● **CHALLENGES**:
1. Answer these questions from the Maxim biography:
(a) What degree did Maxim pursue at the University of Cologne?
(b) Which record label does the biography list?
(c) How long did Maxim stay at the SAE Institute before dropping out?
2. Pick up the Maxim biography after its last sentence and continue it.
* Start PAGE TEXT *
Background information
- Origin: Siegburg, Germany
- Genres: Europop
- Years active: 2005–present
- Labels: Warner Music Group
- Website: www.maximmusic.net

= Maxim (artist) =

German singer and songwriter (born 1982)

Maxim Richarz (born May 15, 1982) is a German singer and songwriter. He began performing in 2005 and released his most recent singles in 2014. Though called a Reggae artist he is hesitant to refer to himself as such and does more contemporary work in recent years.

==Early life==
Maxim was born in Königswinter, Germany to a French mother and German father. Maxim attended the University of Cologne for a Business Administration degree. He dropped out and went to the SAE Institute (an international media education provider) to become a sound engineer, a decision he says he later regretted when money dried up in the artistic field. Maxim dropped out of the SAE Institute after a semester, finding the work to be boring and too easy. He refers to himself as "self-taught" and says that "his first day of school was also his last."

After his various schooling endeavors, Maxim produced a semi-professional tape with Bonner Nosliw, who already had established a reputation for himself on the German music scene. He also took Maxim as a background singer on tour. Maxim calls this time "like an internship. [He found it] interesting and it helped [him] a lot." This time later shaped a lot of Maxim's musical preferences and served as an inspiration for his future work.
* End PAGE TEXT *
* Start DATA ENTRIES *
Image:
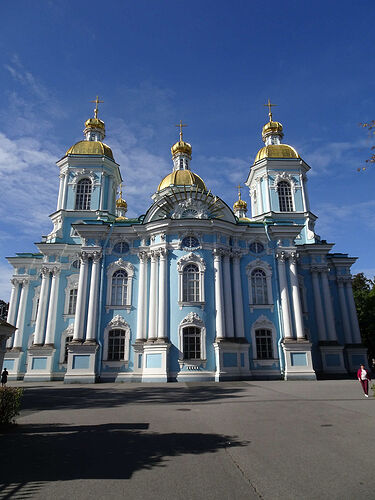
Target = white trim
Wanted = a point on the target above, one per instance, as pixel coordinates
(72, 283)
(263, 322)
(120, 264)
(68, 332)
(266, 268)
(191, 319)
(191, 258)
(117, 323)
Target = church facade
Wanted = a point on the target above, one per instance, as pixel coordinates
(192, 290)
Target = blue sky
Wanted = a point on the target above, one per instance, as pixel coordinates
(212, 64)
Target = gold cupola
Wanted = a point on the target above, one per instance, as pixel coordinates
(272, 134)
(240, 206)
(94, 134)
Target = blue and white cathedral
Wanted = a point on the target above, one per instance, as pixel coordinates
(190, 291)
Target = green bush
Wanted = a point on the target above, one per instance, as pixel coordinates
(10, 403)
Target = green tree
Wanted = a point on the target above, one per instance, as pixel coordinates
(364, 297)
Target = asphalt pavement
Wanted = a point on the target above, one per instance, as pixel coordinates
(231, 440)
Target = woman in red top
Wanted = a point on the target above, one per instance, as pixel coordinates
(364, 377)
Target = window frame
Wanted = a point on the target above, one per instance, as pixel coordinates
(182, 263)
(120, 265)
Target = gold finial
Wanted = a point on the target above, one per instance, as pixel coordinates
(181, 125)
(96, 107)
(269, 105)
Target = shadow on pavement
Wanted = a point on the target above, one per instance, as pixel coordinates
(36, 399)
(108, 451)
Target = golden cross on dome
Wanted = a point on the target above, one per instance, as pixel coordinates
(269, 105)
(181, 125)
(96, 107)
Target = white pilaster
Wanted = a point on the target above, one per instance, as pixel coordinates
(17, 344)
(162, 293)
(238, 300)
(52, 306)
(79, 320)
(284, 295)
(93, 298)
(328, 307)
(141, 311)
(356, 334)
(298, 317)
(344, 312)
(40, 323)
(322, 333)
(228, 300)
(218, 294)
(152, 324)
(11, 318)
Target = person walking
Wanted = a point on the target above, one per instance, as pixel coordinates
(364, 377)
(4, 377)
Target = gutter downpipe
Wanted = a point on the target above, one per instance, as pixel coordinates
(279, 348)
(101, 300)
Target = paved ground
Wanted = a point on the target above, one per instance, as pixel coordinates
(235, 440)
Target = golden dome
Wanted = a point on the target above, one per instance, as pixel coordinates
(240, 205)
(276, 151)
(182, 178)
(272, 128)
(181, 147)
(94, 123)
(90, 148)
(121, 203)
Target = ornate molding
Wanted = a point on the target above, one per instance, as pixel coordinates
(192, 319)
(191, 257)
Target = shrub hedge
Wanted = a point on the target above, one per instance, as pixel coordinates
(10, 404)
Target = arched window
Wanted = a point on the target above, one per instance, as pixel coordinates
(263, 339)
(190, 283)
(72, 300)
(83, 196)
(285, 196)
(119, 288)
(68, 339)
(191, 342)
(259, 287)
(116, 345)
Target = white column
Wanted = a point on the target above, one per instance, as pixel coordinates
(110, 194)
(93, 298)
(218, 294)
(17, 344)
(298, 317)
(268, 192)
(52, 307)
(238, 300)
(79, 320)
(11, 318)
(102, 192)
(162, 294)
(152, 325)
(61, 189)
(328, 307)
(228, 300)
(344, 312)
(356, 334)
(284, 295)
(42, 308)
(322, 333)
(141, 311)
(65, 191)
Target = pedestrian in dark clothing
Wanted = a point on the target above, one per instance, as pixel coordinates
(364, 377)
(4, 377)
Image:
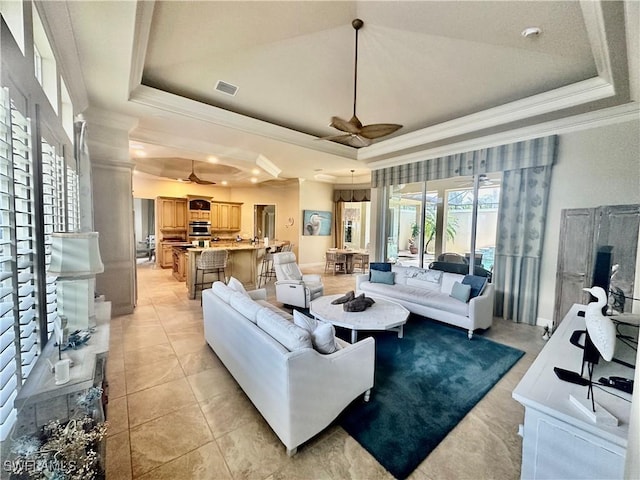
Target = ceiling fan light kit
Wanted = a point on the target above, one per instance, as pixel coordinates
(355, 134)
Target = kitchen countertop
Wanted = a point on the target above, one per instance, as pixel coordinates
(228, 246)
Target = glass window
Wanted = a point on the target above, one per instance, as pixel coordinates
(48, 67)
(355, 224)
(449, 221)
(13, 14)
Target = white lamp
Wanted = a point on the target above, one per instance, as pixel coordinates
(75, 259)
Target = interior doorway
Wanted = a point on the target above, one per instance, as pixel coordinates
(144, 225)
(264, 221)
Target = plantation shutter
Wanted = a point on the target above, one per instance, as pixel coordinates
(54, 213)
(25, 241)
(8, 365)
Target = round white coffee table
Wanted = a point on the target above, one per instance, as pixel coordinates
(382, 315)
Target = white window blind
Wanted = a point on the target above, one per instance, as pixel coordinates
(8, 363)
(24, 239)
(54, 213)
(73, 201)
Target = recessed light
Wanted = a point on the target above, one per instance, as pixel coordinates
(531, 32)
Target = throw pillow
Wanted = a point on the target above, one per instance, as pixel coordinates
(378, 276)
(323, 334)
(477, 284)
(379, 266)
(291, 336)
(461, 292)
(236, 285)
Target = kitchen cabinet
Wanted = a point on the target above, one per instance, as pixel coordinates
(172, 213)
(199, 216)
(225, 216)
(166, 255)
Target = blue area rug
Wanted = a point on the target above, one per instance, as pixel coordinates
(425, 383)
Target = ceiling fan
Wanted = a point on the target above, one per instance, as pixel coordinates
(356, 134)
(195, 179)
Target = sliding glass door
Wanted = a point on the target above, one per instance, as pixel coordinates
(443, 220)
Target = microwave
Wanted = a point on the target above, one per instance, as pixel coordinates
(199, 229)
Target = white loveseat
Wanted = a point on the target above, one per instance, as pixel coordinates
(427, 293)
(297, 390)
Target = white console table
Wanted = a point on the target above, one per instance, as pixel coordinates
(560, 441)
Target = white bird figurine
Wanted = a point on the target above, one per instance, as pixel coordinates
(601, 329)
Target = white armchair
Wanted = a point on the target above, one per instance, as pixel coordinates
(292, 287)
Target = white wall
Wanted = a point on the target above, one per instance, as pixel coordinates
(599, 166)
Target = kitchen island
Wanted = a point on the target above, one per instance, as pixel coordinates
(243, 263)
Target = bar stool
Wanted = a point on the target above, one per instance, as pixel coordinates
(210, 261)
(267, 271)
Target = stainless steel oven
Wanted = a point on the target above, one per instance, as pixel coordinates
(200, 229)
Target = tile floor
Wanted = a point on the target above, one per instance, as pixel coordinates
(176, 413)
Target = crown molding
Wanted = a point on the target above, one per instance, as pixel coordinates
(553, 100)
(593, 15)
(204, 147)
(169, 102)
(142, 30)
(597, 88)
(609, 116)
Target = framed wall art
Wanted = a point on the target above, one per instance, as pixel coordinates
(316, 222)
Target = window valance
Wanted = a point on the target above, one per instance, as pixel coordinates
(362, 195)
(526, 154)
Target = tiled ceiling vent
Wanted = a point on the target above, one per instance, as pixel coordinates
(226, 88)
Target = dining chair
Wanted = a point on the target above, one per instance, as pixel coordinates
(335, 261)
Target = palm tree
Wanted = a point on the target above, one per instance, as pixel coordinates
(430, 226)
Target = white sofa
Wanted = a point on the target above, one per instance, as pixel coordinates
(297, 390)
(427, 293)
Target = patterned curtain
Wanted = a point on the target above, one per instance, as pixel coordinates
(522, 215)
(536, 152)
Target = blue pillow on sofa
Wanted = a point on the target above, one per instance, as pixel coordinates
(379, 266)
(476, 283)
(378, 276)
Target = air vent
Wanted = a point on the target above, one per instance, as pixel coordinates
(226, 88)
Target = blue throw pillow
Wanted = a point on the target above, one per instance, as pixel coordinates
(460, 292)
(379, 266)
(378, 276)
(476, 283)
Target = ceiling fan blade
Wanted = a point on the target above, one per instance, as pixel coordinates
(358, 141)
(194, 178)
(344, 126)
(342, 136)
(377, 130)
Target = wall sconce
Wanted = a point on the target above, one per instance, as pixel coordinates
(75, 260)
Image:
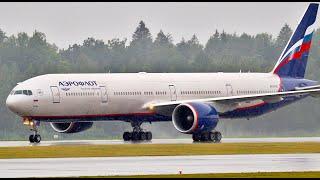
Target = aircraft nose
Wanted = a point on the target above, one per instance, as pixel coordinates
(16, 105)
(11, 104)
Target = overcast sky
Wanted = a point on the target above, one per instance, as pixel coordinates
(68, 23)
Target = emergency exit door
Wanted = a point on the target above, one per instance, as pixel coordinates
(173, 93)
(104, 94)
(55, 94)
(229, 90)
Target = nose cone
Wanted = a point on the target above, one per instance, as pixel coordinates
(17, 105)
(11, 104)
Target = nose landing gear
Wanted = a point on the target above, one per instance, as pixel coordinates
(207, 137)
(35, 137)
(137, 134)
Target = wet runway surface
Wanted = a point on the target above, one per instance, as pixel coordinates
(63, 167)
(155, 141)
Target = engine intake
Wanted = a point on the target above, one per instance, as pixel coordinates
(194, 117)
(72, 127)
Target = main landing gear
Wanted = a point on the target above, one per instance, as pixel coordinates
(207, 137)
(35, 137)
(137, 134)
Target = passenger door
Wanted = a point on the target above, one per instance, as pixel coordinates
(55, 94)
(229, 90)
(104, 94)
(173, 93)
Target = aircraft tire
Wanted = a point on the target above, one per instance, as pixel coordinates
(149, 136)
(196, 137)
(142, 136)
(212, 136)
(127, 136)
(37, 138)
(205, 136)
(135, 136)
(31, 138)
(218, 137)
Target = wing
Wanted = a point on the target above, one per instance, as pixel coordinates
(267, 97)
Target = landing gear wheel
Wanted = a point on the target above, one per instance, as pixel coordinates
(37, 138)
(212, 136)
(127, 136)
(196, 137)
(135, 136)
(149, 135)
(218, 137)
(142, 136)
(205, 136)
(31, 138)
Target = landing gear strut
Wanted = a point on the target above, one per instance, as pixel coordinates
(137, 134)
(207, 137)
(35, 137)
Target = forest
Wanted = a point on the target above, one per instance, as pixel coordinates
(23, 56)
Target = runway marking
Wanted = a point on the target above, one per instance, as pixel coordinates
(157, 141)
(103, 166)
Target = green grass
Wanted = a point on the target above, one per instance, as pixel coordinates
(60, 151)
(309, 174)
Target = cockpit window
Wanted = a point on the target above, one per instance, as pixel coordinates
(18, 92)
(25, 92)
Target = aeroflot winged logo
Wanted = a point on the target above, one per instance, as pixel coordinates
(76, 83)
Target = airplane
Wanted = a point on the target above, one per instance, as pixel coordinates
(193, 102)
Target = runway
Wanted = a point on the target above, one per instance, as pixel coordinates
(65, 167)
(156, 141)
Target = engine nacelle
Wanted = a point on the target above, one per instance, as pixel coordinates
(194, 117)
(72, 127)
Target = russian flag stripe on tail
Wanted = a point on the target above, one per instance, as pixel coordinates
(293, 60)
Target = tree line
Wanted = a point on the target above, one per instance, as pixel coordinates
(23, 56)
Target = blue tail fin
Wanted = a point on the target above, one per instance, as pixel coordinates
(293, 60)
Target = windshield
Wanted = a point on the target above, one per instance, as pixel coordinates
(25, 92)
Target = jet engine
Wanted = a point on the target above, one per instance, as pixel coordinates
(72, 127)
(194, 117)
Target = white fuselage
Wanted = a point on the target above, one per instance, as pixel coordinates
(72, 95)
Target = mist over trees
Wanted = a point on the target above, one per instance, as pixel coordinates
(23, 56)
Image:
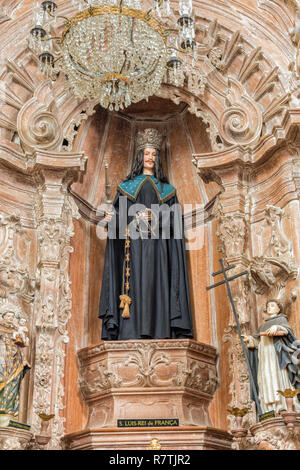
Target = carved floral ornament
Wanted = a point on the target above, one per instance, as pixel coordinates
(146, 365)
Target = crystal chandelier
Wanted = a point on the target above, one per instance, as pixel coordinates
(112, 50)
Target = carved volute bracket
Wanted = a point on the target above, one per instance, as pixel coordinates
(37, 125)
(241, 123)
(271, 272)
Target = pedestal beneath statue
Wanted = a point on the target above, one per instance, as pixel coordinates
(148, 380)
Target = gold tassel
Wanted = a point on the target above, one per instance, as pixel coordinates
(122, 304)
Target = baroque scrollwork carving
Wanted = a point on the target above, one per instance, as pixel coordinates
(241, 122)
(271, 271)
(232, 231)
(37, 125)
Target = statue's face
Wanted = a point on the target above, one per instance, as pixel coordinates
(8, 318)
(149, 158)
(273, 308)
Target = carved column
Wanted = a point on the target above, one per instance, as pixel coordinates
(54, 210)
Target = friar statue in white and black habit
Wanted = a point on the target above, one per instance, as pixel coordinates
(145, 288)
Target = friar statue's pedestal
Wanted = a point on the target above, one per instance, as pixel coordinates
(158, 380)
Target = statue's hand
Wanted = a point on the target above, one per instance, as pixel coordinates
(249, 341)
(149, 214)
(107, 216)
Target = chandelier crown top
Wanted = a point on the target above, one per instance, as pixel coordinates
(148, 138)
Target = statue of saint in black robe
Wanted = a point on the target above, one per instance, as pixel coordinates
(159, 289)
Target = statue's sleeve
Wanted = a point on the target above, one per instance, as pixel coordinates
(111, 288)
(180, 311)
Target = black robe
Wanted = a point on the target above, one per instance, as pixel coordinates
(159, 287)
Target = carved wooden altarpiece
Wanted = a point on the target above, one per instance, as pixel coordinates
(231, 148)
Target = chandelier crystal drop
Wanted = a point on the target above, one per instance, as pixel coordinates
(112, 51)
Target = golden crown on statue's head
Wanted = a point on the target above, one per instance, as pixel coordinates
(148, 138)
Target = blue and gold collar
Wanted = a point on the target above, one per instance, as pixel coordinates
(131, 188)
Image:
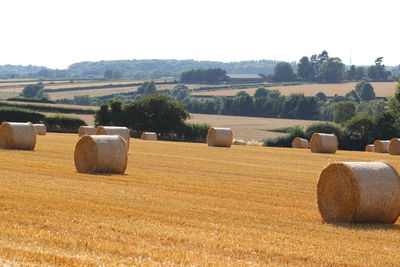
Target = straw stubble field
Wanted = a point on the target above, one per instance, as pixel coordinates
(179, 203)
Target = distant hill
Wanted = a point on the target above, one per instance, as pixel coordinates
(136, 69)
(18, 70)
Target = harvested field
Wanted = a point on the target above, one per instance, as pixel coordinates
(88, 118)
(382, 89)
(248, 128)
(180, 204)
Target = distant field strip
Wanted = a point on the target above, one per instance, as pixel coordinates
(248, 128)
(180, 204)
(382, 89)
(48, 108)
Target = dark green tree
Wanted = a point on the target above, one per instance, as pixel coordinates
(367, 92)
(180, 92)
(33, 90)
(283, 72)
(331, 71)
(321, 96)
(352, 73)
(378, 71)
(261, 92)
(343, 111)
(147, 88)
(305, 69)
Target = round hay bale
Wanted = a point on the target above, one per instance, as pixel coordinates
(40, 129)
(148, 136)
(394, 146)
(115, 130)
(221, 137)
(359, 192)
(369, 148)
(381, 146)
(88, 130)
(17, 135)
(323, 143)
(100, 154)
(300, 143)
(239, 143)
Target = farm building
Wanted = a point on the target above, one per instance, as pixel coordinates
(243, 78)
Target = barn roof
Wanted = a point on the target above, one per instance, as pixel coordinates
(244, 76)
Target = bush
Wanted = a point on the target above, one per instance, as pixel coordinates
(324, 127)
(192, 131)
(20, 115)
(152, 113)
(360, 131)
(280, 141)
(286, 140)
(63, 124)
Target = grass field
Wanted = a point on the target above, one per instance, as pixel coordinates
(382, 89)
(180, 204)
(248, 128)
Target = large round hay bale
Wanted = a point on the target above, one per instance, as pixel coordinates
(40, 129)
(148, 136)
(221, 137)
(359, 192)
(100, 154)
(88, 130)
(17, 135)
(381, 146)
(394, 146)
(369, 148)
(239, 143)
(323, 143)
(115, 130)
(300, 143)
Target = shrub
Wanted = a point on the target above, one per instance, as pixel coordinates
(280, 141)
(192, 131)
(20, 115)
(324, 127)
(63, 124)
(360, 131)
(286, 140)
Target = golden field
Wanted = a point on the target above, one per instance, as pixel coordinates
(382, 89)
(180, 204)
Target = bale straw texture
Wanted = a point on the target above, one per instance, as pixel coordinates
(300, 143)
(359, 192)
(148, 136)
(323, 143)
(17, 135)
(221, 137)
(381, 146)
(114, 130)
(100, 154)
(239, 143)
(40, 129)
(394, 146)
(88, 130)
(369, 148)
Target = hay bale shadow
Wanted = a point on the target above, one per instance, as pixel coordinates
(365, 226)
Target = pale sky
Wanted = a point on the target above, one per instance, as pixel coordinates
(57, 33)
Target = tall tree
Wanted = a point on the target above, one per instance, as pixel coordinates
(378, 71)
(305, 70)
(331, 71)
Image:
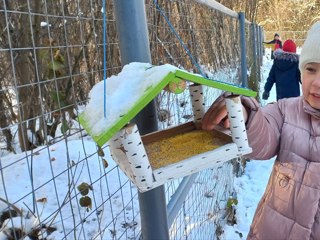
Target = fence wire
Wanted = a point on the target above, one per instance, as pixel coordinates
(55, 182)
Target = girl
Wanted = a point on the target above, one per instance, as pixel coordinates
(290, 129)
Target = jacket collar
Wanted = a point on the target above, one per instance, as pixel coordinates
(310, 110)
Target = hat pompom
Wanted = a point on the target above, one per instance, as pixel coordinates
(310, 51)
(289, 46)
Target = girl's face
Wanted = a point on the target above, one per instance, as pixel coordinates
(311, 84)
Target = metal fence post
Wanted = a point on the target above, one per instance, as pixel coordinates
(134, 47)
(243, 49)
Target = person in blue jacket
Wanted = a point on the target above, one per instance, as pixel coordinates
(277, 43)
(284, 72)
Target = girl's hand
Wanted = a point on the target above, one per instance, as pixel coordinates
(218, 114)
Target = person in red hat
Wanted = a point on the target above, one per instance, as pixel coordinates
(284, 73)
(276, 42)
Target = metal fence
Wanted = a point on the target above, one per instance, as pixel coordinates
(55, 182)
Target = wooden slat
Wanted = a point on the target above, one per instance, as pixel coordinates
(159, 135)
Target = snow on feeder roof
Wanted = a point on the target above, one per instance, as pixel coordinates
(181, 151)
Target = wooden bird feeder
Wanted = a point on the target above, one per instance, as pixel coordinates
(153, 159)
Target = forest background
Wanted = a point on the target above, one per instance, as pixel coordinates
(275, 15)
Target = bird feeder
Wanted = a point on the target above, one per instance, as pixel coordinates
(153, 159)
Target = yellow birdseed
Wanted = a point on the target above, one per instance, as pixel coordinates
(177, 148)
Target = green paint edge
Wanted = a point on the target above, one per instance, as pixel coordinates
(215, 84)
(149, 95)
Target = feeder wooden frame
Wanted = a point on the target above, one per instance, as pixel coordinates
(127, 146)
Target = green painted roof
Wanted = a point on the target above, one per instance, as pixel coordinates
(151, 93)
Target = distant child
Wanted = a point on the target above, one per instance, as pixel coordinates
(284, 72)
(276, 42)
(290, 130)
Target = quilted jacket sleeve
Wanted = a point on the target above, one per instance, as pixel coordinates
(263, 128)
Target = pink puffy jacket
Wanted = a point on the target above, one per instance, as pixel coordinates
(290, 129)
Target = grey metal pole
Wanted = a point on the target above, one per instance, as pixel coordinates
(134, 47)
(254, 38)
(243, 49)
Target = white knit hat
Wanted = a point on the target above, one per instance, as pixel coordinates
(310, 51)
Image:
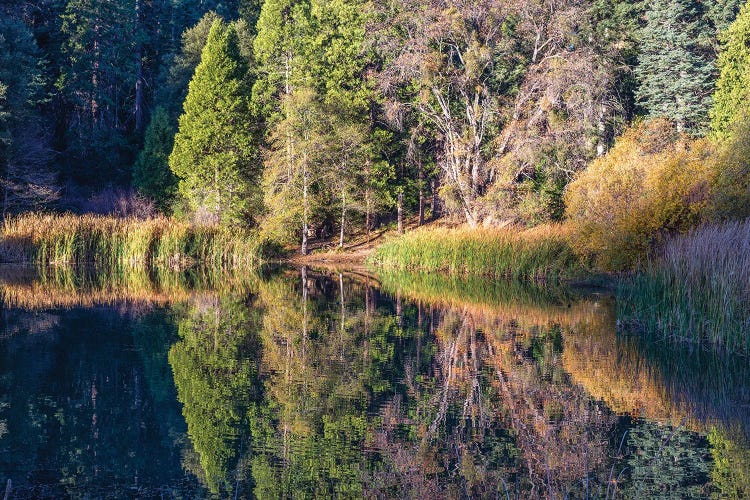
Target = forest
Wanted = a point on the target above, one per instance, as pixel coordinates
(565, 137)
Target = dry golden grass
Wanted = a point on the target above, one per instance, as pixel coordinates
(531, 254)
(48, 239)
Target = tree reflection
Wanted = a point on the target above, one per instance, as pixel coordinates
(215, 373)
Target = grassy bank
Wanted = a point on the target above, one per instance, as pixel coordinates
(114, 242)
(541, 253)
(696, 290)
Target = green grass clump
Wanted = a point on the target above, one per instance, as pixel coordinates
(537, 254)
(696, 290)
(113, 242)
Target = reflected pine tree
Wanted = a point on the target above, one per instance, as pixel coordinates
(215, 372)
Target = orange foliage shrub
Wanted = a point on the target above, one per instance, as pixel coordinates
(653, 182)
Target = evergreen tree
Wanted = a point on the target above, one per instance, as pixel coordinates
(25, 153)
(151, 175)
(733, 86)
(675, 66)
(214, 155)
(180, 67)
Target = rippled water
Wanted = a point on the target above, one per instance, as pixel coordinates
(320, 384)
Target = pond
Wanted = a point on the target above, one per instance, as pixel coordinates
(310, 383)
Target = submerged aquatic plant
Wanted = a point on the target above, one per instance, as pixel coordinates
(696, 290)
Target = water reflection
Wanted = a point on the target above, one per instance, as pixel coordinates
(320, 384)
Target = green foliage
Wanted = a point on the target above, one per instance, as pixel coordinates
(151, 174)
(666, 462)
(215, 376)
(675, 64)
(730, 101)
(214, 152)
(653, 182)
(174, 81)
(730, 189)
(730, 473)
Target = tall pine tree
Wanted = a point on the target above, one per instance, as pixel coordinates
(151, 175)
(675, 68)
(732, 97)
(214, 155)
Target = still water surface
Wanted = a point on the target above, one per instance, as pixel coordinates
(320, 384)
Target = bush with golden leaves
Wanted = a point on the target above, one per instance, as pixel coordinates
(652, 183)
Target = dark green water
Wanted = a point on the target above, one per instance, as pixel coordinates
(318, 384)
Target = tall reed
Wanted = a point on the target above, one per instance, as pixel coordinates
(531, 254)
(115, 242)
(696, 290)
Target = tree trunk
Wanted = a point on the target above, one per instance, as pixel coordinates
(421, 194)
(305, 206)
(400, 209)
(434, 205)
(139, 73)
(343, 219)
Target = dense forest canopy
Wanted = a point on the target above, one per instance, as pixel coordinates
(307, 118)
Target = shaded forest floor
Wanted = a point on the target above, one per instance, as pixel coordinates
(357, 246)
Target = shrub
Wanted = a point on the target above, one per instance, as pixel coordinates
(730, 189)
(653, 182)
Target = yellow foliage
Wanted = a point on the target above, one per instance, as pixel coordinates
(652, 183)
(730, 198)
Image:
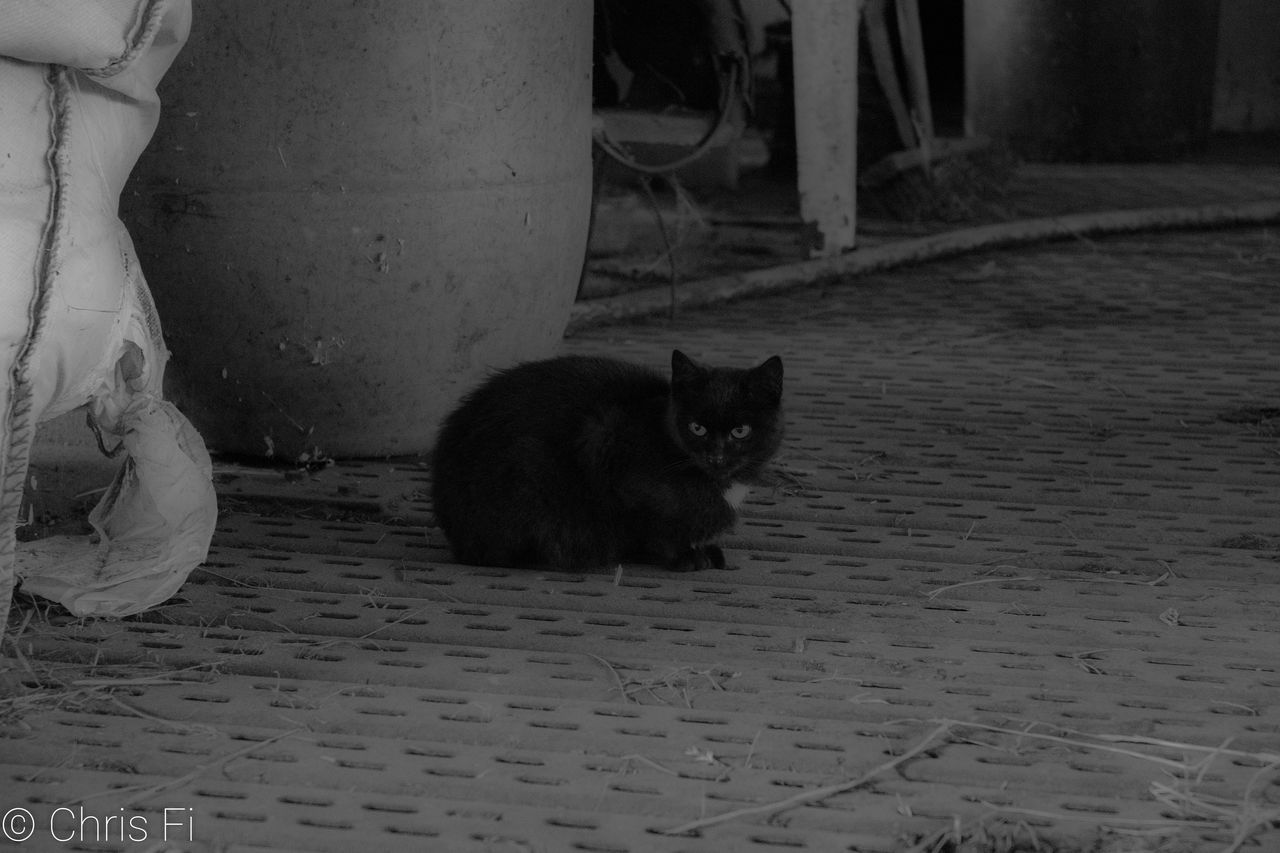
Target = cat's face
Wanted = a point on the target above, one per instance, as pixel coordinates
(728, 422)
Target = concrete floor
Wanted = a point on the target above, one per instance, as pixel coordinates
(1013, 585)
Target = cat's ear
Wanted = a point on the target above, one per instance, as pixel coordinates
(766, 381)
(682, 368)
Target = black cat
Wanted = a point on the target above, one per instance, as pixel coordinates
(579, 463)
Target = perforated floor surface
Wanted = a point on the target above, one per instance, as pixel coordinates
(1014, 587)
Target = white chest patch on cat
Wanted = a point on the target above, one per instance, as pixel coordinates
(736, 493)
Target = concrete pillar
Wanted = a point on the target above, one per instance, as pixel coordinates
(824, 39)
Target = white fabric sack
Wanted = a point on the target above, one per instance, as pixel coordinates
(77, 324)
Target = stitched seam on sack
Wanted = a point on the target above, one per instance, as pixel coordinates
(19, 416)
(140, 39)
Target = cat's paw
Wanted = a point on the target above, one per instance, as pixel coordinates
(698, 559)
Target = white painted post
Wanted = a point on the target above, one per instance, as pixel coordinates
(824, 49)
* End DATA ENTRIES *
● **RESPONSES**:
1.
(a) Business Administration
(b) Warner Music Group
(c) One semester

2.
==Personal life==
When asked about his music being somewhat melancholy and thoughtful, and whether that translates to his personality, Maxim replied that he's a thoughtful person. He is, however, also a joker, and believes most artists to be similar. He feels that the difference between him and most artists is that he needs a lot of time to write a song; sitting alone in a room for hours on end. The longer you think, according to him, the darker and more melancholy things appear. If you write about yourself going to a party or getting drinks with your friends, then you'd have to go do that in order to achieve that mood in a song. Maxim himself enjoys upbeat music but rarely engages in making it.

Maxim also criticizes other artists indirectly by attacking themes of their songs. While "[he] might possibly feel for two minutes sad because [he's] in love with someone and they don't love me back, but certainly not two months," saying that only things that give you deep feelings worthy of content should be written about. He also jokes about his inspiration, saying that "[he's] been writing music for ten years and [he] still has no idea where this inspiration comes from" and that if he knew where it was, he would hang around it and safely release an album every two months.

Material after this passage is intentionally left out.